[Stored data entries]
━━━━━━━━━━━━━━━━━━━━━━━━━━━━━━
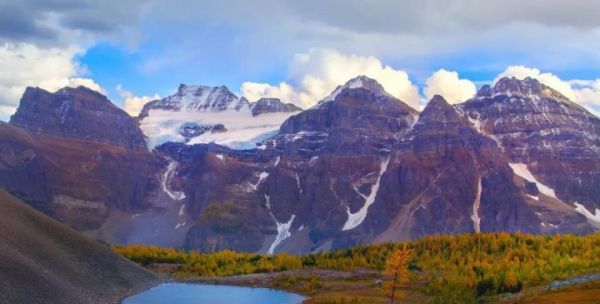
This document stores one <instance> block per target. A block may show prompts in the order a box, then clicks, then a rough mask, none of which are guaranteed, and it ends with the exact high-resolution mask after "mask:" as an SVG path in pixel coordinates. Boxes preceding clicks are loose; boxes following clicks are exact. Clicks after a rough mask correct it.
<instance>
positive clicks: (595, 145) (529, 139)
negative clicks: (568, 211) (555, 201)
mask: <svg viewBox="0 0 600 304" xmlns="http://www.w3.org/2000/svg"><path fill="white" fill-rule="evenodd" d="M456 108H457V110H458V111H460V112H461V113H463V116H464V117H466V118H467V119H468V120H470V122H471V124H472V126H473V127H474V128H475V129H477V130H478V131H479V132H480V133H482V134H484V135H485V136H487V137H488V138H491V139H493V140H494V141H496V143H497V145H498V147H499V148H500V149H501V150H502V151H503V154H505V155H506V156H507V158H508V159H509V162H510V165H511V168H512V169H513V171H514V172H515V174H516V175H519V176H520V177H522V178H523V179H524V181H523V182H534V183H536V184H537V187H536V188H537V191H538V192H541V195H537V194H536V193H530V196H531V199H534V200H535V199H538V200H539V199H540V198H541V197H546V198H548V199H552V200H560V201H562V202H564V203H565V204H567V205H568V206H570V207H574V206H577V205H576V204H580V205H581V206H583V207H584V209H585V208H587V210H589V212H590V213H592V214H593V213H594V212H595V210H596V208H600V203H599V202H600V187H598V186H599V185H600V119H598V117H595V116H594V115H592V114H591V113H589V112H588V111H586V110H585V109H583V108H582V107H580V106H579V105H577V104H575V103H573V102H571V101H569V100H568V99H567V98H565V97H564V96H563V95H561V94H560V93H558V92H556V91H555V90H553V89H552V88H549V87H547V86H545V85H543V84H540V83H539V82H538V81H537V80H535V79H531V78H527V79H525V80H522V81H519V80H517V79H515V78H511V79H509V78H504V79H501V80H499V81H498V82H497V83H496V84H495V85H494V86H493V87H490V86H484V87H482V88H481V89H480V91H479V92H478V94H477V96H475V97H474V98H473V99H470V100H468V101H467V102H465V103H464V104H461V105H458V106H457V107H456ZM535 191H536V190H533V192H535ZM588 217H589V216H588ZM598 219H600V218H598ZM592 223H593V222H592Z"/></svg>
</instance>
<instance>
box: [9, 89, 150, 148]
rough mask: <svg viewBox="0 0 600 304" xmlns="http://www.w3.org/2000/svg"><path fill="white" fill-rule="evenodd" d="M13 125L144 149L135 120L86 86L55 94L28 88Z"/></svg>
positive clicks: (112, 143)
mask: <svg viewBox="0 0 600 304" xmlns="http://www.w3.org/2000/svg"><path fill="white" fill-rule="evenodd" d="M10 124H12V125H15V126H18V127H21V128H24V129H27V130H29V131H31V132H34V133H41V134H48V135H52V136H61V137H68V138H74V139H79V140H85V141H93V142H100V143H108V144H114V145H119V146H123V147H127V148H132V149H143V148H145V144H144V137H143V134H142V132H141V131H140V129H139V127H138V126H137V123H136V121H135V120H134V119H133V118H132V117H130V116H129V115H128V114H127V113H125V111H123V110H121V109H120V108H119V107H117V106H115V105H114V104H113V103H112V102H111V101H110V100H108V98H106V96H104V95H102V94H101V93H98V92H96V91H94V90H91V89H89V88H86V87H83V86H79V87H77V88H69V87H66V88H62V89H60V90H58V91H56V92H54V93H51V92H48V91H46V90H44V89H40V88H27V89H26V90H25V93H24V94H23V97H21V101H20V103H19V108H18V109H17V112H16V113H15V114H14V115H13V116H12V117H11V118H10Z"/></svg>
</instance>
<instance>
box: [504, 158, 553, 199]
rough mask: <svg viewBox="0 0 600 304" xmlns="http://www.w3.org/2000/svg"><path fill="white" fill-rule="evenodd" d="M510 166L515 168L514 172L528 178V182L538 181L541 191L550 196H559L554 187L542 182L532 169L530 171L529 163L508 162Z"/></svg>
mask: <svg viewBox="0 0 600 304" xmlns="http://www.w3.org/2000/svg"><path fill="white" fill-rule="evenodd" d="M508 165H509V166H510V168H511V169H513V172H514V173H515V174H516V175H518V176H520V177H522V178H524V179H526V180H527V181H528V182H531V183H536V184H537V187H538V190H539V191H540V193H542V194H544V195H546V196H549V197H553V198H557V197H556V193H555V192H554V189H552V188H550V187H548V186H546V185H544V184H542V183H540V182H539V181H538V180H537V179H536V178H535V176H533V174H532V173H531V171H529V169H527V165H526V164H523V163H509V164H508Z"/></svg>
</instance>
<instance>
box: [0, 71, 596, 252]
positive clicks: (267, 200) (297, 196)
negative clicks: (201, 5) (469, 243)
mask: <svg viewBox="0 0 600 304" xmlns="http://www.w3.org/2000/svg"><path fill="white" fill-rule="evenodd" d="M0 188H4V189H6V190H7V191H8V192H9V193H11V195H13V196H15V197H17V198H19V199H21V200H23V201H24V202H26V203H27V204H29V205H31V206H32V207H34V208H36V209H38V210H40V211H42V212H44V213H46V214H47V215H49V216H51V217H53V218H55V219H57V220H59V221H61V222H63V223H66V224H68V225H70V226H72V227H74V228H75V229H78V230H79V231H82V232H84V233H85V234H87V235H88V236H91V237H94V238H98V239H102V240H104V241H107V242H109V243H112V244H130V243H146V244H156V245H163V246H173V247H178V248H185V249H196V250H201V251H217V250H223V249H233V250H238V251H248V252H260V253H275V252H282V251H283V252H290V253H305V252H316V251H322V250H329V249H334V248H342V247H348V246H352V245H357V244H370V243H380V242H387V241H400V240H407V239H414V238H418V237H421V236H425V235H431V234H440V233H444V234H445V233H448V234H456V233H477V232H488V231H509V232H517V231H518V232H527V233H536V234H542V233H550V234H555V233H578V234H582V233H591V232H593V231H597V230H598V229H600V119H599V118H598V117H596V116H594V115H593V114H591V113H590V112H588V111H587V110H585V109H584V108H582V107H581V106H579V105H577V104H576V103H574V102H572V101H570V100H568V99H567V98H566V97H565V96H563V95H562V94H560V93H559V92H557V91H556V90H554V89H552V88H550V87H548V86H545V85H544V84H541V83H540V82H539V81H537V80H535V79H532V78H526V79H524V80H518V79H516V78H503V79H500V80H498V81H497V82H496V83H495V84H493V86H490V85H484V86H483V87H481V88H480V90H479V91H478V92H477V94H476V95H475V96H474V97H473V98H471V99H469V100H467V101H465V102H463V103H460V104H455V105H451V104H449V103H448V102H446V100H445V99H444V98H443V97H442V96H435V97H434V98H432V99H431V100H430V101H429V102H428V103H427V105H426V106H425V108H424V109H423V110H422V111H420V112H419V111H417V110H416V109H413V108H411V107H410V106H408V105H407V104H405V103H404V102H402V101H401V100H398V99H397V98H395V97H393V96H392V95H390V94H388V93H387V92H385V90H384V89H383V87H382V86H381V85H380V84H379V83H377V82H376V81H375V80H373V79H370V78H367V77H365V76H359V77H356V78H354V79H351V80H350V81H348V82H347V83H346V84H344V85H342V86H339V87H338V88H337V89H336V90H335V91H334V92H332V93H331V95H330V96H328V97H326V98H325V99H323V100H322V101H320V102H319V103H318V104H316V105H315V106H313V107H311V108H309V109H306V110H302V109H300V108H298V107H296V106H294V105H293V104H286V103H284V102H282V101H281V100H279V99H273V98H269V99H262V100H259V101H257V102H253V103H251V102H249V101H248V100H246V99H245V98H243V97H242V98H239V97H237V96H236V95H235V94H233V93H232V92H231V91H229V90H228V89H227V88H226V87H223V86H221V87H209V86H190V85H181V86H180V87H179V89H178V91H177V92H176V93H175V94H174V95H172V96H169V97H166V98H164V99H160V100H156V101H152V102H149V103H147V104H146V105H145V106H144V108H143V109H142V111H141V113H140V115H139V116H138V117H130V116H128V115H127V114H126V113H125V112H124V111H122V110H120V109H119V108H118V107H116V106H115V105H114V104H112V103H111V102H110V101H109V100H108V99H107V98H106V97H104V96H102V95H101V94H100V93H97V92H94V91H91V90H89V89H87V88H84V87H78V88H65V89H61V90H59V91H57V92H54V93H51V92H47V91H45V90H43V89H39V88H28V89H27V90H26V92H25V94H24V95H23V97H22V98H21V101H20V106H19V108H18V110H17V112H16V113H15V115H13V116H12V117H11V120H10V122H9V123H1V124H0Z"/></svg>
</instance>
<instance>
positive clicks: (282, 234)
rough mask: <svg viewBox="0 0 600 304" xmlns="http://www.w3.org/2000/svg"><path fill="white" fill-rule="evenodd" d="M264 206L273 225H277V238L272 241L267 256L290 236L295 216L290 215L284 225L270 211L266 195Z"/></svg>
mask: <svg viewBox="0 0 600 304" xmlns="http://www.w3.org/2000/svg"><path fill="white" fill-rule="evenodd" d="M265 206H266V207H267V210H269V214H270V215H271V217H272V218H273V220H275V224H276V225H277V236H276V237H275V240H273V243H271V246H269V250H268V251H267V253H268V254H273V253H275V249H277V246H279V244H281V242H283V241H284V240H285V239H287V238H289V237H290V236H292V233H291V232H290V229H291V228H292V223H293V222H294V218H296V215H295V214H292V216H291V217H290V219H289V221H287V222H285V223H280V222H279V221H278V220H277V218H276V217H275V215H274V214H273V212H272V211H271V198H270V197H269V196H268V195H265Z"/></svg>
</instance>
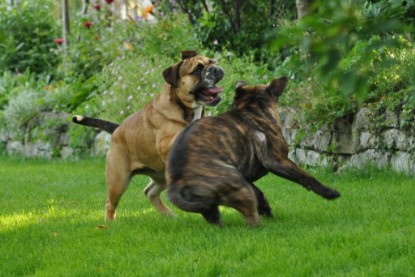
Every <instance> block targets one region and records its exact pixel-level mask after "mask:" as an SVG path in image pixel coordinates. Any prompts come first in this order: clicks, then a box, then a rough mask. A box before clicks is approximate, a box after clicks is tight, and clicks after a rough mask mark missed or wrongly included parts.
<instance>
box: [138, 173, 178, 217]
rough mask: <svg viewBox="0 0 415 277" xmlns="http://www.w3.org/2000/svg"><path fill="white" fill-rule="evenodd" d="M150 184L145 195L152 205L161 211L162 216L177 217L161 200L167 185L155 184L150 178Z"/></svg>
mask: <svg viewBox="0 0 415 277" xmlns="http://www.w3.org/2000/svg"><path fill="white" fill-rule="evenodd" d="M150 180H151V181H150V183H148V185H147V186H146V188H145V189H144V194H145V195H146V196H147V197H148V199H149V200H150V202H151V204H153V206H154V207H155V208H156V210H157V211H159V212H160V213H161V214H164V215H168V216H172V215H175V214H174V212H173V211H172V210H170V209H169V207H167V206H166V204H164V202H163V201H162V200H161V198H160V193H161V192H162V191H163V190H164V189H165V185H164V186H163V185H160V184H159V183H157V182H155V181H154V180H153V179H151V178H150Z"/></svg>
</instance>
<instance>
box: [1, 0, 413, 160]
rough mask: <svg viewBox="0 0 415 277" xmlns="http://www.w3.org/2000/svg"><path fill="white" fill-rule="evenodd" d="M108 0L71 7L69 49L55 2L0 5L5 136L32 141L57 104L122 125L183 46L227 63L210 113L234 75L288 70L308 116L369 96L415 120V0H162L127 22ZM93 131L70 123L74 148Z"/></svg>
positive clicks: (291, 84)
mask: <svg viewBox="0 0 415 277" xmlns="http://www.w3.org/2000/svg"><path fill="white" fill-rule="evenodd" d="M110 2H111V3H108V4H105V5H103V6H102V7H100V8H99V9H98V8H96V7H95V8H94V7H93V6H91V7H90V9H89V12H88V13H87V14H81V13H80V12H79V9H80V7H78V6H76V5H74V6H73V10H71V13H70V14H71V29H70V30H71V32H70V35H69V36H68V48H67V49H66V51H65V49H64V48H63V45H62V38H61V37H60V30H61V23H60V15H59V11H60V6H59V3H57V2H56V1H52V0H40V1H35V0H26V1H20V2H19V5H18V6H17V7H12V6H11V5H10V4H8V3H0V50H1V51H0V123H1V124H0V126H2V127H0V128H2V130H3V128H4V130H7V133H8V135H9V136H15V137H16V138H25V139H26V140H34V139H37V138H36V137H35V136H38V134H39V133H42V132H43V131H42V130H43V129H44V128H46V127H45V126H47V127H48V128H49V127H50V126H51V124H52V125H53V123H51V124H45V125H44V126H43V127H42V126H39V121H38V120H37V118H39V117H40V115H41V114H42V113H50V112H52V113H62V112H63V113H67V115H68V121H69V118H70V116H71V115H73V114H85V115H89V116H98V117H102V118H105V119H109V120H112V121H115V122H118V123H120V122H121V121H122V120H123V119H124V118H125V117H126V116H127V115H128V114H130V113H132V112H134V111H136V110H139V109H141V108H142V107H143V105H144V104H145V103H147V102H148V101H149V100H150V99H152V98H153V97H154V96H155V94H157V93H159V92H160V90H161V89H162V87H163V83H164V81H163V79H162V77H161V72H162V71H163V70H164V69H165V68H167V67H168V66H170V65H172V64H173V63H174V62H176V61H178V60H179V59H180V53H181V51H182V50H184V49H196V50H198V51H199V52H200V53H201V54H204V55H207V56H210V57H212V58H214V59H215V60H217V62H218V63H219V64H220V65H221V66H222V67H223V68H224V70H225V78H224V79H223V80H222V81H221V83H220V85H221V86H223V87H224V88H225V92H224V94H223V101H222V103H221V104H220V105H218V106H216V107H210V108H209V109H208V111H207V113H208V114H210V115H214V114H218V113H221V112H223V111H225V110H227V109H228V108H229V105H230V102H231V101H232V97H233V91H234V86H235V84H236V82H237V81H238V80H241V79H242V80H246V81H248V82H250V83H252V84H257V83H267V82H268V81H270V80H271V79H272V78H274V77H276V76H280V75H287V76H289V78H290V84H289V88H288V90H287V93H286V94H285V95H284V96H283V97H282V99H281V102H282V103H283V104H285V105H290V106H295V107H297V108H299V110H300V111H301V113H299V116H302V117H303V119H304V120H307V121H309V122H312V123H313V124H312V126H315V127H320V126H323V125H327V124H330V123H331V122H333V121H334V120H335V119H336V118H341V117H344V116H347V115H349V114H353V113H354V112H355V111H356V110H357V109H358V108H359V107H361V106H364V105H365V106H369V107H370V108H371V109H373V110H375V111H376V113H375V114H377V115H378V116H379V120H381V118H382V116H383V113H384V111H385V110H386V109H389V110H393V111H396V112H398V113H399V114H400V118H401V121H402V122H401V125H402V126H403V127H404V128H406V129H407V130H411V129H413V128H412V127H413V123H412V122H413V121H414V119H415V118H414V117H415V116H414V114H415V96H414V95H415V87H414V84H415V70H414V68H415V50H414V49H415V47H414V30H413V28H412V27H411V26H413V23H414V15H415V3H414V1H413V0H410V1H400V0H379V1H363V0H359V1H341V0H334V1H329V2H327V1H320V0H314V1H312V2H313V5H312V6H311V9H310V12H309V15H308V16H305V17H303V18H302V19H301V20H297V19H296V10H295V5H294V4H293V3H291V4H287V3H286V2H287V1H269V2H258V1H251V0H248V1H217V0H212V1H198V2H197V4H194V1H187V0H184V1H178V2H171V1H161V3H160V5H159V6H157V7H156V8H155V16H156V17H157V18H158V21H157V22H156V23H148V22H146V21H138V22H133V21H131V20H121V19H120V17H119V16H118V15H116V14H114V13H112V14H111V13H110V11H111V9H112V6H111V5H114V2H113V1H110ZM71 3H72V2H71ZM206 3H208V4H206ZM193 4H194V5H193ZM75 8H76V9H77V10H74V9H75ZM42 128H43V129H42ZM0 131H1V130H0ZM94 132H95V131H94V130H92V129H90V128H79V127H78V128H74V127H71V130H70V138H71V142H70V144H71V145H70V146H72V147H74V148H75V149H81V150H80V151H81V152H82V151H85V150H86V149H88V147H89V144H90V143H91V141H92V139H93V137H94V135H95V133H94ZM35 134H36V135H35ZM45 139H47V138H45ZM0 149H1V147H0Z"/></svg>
━━━━━━━━━━━━━━━━━━━━━━━━━━━━━━
AIM OF THE TASK
If a line in the records above holds the string "coordinates", copy it.

PROBLEM SOLUTION
This document stores one <instance> block per target. A block may show prompts in the order a box, then clicks, then a rough mask, none of which are guaranteed, and it ends with the exact high-resolution mask after "mask:" as an SVG path in pixel coordinates. Boxes preceding clicks are loose; boxes following clicks are exact. Clicks after a rough mask correct it.
Every <instance> block targets one region and records its exact pixel-level mask after "mask:" as an SVG path in image pixel coordinates. Any prompts come first in this order: clicks, then a box, then a rough mask. A box before clicks is approximate, a box after clicks is tight, and clicks after a rough mask mark missed or wrongly included parts.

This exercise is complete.